Written exercise — Please rewrite the records, starting with the line that contains "Keypoint placement: for each instance of the concrete" and continuing through the end of the records, replacing "disc" with "circle" and leaving everything else unchanged.

Exercise inputs —

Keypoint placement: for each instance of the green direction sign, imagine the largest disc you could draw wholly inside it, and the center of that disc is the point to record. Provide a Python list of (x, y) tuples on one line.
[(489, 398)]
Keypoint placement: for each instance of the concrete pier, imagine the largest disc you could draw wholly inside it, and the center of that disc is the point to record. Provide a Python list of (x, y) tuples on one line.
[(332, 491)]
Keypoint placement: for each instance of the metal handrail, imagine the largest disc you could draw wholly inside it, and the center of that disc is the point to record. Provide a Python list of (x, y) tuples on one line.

Expected answer —
Keypoint placement: for each instance of the concrete pier, imagine the largest circle you could draw wholly inside it, and the center of that circle is the point to record. Provide a Python list of (x, y) tuples on one line.
[(332, 491)]
Keypoint placement: for each instance of the metal handrail, imagine the largest circle you could draw wholly inside it, and the center of that circle is the point to record. Provide a Python list of (x, y) tuples on one line.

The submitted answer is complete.